* **Problem**
Output the entries word for word. Omit images.

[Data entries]
▼

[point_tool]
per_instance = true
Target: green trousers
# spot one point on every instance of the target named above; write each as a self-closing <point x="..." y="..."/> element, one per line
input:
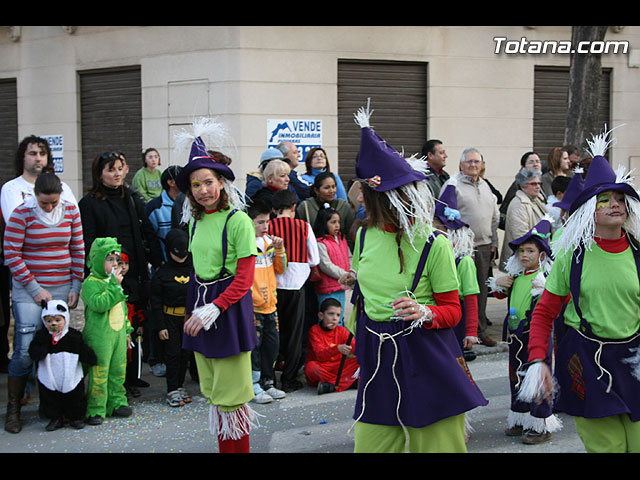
<point x="105" y="391"/>
<point x="445" y="436"/>
<point x="614" y="434"/>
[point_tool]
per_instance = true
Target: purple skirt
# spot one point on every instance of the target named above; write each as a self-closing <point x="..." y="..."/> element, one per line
<point x="232" y="333"/>
<point x="430" y="381"/>
<point x="594" y="380"/>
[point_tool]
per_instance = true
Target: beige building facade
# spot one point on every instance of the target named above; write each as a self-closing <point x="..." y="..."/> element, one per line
<point x="480" y="87"/>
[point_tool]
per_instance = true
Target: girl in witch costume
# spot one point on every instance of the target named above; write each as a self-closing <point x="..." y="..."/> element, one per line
<point x="219" y="324"/>
<point x="597" y="263"/>
<point x="414" y="385"/>
<point x="523" y="284"/>
<point x="447" y="219"/>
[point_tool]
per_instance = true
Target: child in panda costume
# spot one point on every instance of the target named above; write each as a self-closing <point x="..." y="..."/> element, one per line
<point x="60" y="352"/>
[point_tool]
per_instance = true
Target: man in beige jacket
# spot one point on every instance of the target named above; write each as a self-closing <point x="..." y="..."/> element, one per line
<point x="478" y="207"/>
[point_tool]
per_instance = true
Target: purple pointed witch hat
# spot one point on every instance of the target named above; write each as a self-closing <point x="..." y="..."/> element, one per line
<point x="601" y="177"/>
<point x="447" y="209"/>
<point x="576" y="184"/>
<point x="200" y="158"/>
<point x="378" y="163"/>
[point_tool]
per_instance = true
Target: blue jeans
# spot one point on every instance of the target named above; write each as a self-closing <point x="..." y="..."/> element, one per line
<point x="28" y="320"/>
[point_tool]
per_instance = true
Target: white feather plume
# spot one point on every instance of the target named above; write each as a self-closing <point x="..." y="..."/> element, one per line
<point x="214" y="134"/>
<point x="362" y="116"/>
<point x="599" y="144"/>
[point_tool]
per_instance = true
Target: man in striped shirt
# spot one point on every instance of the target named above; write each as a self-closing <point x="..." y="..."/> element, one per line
<point x="302" y="254"/>
<point x="44" y="250"/>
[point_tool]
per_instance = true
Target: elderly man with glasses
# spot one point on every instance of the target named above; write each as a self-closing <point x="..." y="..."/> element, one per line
<point x="478" y="208"/>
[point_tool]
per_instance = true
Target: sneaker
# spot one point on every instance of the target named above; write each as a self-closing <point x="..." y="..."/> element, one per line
<point x="262" y="397"/>
<point x="324" y="387"/>
<point x="95" y="420"/>
<point x="174" y="399"/>
<point x="275" y="393"/>
<point x="122" y="411"/>
<point x="132" y="391"/>
<point x="534" y="438"/>
<point x="186" y="398"/>
<point x="159" y="369"/>
<point x="514" y="431"/>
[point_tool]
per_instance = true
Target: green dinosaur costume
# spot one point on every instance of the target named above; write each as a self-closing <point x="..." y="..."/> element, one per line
<point x="105" y="331"/>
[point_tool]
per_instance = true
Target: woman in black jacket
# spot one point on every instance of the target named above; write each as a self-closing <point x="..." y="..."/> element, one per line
<point x="111" y="209"/>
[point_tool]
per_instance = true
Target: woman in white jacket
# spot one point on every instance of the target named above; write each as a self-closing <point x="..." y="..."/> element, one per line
<point x="525" y="210"/>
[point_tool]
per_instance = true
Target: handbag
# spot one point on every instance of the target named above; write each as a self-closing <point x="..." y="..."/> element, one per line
<point x="315" y="274"/>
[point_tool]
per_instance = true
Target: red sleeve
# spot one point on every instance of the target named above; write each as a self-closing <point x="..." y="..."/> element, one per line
<point x="240" y="284"/>
<point x="471" y="315"/>
<point x="547" y="310"/>
<point x="446" y="311"/>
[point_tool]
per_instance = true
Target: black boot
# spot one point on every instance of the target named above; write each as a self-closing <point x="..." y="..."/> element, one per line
<point x="15" y="387"/>
<point x="324" y="387"/>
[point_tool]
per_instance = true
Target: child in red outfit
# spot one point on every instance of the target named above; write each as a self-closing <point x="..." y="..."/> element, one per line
<point x="334" y="256"/>
<point x="331" y="365"/>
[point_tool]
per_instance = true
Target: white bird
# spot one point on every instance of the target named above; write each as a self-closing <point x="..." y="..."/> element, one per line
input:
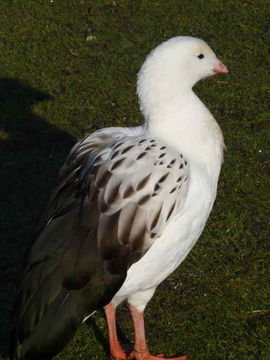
<point x="129" y="205"/>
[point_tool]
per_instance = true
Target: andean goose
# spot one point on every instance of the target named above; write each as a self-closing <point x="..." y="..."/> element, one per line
<point x="129" y="205"/>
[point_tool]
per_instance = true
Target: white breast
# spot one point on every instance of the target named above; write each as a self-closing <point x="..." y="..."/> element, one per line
<point x="167" y="253"/>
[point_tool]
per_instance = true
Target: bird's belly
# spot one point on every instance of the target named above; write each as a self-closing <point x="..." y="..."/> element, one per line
<point x="179" y="236"/>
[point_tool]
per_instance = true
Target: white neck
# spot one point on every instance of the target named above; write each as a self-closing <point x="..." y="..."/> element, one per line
<point x="188" y="125"/>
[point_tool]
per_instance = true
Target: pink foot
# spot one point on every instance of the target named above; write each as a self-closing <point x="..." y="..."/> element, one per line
<point x="138" y="355"/>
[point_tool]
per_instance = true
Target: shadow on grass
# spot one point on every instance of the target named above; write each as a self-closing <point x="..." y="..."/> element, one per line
<point x="31" y="151"/>
<point x="104" y="342"/>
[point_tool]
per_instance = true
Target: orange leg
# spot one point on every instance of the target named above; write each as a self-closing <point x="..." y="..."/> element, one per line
<point x="117" y="353"/>
<point x="140" y="351"/>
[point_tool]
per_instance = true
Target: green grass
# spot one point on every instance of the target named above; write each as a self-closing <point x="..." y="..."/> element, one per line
<point x="56" y="85"/>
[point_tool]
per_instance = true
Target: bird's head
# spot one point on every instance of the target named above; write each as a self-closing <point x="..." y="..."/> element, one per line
<point x="174" y="67"/>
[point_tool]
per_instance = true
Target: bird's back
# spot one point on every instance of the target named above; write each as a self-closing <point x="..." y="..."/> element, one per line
<point x="115" y="194"/>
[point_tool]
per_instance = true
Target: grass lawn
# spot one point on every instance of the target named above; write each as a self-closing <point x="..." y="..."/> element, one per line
<point x="69" y="67"/>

▲

* **Complete response**
[point_tool]
per_instance = true
Target: green trousers
# spot one point on every instance of the target named above; write each as a self-closing <point x="..." y="..."/> element, one per line
input:
<point x="105" y="391"/>
<point x="445" y="436"/>
<point x="614" y="434"/>
[point_tool]
per_instance = true
Target: purple skirt
# spot one point on every instance of the target named above; write each as a self-closing <point x="..." y="..."/> element, one per line
<point x="232" y="333"/>
<point x="430" y="381"/>
<point x="594" y="380"/>
[point_tool]
per_instance = true
Target: beige building facade
# spot one point on every instance of the target named above; write each as a self-closing <point x="..." y="..."/> element, one per line
<point x="480" y="87"/>
[point_tool]
per_instance = true
Target: girl in witch costume
# spot one point on every instance of the target named above; write each as a self-closing <point x="..." y="..."/> element, one per line
<point x="219" y="324"/>
<point x="597" y="263"/>
<point x="414" y="385"/>
<point x="523" y="284"/>
<point x="447" y="219"/>
[point_tool]
per_instance = true
Target: child in panda costume
# spot one point on every instance of the target named above; write each as a self-closing <point x="..." y="..."/> element, one per line
<point x="60" y="352"/>
[point_tool]
per_instance = true
Target: man in beige jacket
# spot one point on every instance of the target named above; write each as a self-closing <point x="..." y="..."/> element, one per line
<point x="478" y="207"/>
[point_tool]
per_instance = true
Target: purple pointed witch hat
# spot one point on every instance of the target named above; write each as a self-closing <point x="..." y="..."/> element, one per line
<point x="601" y="177"/>
<point x="447" y="209"/>
<point x="576" y="184"/>
<point x="200" y="158"/>
<point x="378" y="163"/>
[point_tool]
per_instance = true
Target: blue jeans
# spot one point on every instance of the target named above; write each as a self-closing <point x="..." y="..."/> element, one per line
<point x="28" y="320"/>
[point_tool]
per_instance = true
Target: white feather plume
# spot one point on every instance of the target named above; write each as a self-closing <point x="..." y="..."/> element, one per line
<point x="214" y="134"/>
<point x="362" y="116"/>
<point x="599" y="144"/>
[point_tool]
per_instance = true
Target: man in striped shirt
# spot one point on every instance of the target named above; write each as a self-closing <point x="..." y="..."/> element, one per line
<point x="302" y="254"/>
<point x="44" y="250"/>
[point_tool]
per_instance = true
Target: elderly man with glasses
# spot one point on every instance of the target named above; write each as a self-closing <point x="..." y="..."/> element, one per line
<point x="478" y="208"/>
[point_tool]
per_instance = true
Target: sneaker
# spot one point on every instance of the target named above; write each as a self-closing <point x="..." y="..."/> element, one per line
<point x="262" y="397"/>
<point x="324" y="387"/>
<point x="95" y="420"/>
<point x="174" y="399"/>
<point x="275" y="393"/>
<point x="122" y="411"/>
<point x="132" y="391"/>
<point x="534" y="438"/>
<point x="186" y="398"/>
<point x="159" y="369"/>
<point x="514" y="431"/>
[point_tool]
per_instance = true
Target: green dinosaur costume
# spot one point on every instance of the target named above; write each as a self-closing <point x="..." y="..."/> element, one per line
<point x="105" y="331"/>
[point_tool]
per_instance = true
Target: woman in black jacket
# spot one point on every instance of the target named above; write each as a self-closing <point x="..." y="..."/> element, one per line
<point x="111" y="209"/>
[point_tool]
per_instance = true
Target: woman in white jacket
# spot one point on every instance of the target named above; write each as a self-closing <point x="..." y="..."/> element, one per line
<point x="525" y="210"/>
[point_tool]
per_instance = true
Target: handbag
# spot one point on every instance of the target named above; write each as a self-closing <point x="..." y="..."/> element, one per line
<point x="315" y="274"/>
[point_tool]
per_instance = true
Target: red sleeve
# spot one point on every instance of the target named above; write each as a self-closing <point x="..." y="..."/> element, one per line
<point x="240" y="284"/>
<point x="471" y="315"/>
<point x="547" y="310"/>
<point x="446" y="311"/>
[point_tool]
per_instance = true
Target: black boot
# spot one point on every instance of the target named above; write each as a self-closing <point x="..." y="..."/> element, one per line
<point x="15" y="387"/>
<point x="324" y="387"/>
[point_tool]
per_instance = true
Target: child in red outfit
# spot one point on every instance of the target named above; write each as a self-closing <point x="..." y="..."/> element, one per line
<point x="334" y="256"/>
<point x="331" y="365"/>
[point_tool]
per_instance = true
Target: white bird
# spot one point on every instance of the target named above; write each as a self-closing <point x="..." y="..."/> element, one per line
input:
<point x="129" y="205"/>
[point_tool]
per_instance = true
Target: andean goose
# spot one point on every instance of the target named above; write each as a self-closing <point x="..." y="..."/> element, one per line
<point x="129" y="205"/>
[point_tool]
per_instance = true
Target: white breast
# spot one point on every instance of the target named above; write each as a self-closing <point x="..." y="..."/> element, one per line
<point x="167" y="253"/>
[point_tool]
per_instance = true
Target: bird's belly
# spot one point on every instance of the target named above; write each as a self-closing <point x="..." y="..."/> element, one per line
<point x="179" y="236"/>
[point_tool]
per_instance = true
Target: white neck
# spot one point on every instance of the target named above; write each as a self-closing <point x="..." y="..."/> element, one per line
<point x="188" y="125"/>
[point_tool]
per_instance = true
Target: pink foot
# spot one point on every instance of the target named above; write each as a self-closing <point x="..." y="..."/> element, one per line
<point x="138" y="355"/>
[point_tool]
per_instance = true
Target: shadow on grass
# spot one point on every instance of the target named above; write each as a self-closing <point x="..." y="..."/> element, one per line
<point x="31" y="151"/>
<point x="104" y="342"/>
[point_tool]
per_instance = true
Target: orange leg
# spot one point on every instance of the target named above; write each as a self-closing <point x="..." y="..."/> element, one per line
<point x="117" y="353"/>
<point x="140" y="351"/>
[point_tool]
per_instance = true
Target: green grass
# spot one point on every instance of the target named above; write each as a self-closing <point x="..." y="..."/> element, one per line
<point x="56" y="85"/>
[point_tool]
per_instance = true
Target: bird's head
# spot one point on every instance of the target named above; write each as a self-closing <point x="..." y="..."/> element, one per line
<point x="174" y="67"/>
[point_tool]
per_instance = true
Target: bird's back
# spot one point on every instance of the target named above; write each as a self-closing <point x="..." y="..."/> element, one per line
<point x="115" y="194"/>
[point_tool]
per_instance = true
Target: grass lawn
# spot one point on every instance of the target named above; write each as a self-closing <point x="..." y="..."/> element, one per line
<point x="69" y="67"/>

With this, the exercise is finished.